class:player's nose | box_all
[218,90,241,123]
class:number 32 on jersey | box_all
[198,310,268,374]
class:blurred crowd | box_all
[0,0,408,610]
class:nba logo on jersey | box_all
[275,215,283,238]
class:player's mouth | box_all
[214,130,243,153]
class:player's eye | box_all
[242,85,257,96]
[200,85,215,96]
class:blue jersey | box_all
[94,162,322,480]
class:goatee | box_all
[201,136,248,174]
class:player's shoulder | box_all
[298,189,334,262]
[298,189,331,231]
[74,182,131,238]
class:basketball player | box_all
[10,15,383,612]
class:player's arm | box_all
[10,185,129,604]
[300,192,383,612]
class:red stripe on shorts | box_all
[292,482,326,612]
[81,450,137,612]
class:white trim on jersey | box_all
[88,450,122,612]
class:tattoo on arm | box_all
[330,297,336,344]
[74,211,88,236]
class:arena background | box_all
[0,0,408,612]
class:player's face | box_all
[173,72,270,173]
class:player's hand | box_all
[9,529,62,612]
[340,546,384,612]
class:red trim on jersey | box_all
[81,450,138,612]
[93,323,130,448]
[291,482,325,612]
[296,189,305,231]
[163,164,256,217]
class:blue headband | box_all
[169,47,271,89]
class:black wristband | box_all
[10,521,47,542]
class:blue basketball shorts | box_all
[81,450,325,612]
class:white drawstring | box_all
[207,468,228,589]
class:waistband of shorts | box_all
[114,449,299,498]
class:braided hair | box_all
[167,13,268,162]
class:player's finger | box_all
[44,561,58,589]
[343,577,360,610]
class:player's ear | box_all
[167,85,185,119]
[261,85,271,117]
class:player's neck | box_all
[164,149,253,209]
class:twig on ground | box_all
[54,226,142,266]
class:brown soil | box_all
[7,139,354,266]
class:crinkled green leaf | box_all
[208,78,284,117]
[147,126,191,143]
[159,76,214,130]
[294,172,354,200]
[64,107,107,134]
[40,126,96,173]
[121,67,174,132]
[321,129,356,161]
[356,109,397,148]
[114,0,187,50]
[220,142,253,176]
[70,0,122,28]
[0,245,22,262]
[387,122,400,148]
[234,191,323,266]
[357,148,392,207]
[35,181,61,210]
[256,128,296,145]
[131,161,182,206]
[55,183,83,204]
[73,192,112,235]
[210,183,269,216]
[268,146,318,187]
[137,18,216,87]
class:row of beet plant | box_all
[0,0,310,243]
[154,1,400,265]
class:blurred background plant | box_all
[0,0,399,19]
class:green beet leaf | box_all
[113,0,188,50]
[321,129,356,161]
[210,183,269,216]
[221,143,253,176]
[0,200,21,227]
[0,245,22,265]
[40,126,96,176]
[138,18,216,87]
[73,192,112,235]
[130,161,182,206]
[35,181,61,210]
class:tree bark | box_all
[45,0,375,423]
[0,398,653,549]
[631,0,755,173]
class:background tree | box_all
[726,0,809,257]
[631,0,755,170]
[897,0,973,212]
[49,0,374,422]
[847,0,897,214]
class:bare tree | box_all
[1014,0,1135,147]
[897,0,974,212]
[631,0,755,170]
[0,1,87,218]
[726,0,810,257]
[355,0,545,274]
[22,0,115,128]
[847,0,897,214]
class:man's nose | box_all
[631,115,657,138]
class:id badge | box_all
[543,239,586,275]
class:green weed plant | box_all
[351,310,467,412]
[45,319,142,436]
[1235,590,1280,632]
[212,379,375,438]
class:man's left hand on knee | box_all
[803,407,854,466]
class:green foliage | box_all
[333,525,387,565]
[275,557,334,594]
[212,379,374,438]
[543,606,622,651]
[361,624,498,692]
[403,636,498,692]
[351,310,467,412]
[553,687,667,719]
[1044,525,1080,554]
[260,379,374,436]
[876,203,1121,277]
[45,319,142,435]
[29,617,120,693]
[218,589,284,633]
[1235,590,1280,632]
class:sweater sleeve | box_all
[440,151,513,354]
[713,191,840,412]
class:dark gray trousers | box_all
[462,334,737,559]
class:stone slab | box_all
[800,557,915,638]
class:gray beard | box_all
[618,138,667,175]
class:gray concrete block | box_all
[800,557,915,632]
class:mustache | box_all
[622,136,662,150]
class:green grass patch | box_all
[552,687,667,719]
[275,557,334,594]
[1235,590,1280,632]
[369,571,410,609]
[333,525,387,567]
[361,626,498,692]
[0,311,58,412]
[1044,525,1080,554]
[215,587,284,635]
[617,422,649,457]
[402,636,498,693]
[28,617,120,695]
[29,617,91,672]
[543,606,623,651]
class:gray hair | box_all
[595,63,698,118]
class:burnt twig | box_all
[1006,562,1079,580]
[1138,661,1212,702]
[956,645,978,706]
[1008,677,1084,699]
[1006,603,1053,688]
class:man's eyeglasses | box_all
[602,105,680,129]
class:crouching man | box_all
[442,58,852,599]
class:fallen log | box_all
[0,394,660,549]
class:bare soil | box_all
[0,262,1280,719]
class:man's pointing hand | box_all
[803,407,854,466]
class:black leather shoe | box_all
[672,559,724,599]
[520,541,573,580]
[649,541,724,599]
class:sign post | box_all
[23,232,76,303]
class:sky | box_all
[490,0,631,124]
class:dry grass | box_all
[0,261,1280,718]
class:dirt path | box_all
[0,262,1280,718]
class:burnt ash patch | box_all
^^^^^^^^^^^^^^^^
Rewrite every line of the material from the line containing "class:goatee | box_all" down to and including the line containing "[114,449,299,498]". Shift each bounding-box coordinate by -83 and keep the other lines unchanged.

OUTPUT BELOW:
class:goatee | box_all
[118,53,165,91]
class:player's shoulder | box_all
[215,106,251,179]
[215,106,248,148]
[-9,99,48,155]
class:basketball player | box_all
[-73,-68,300,529]
class:player's arm | box_all
[-73,102,46,521]
[217,109,300,529]
class:red stripe on shorts | box_all
[209,399,243,529]
[-2,367,54,529]
class:white trim on jersey | box_all
[5,367,39,529]
class:tattoo on arm | box_all
[247,214,253,261]
[-9,128,5,153]
class:arena background | box_all
[-83,-83,325,529]
class:player's face | box_all
[90,-11,187,90]
class:player's hand | box_all
[-74,446,-21,529]
[257,463,301,529]
class:red trim on jersey | box_all
[-2,367,55,529]
[10,240,47,365]
[208,399,242,529]
[213,106,222,148]
[80,81,173,134]
class:blue headband | box_all
[86,-36,188,6]
class:black wristband | box_all
[-73,438,-36,459]
class:blue basketball shorts | box_all
[-2,367,242,529]
class:white drawstring | box_all
[124,385,145,506]
class:waistband of shorts | box_all
[31,366,216,415]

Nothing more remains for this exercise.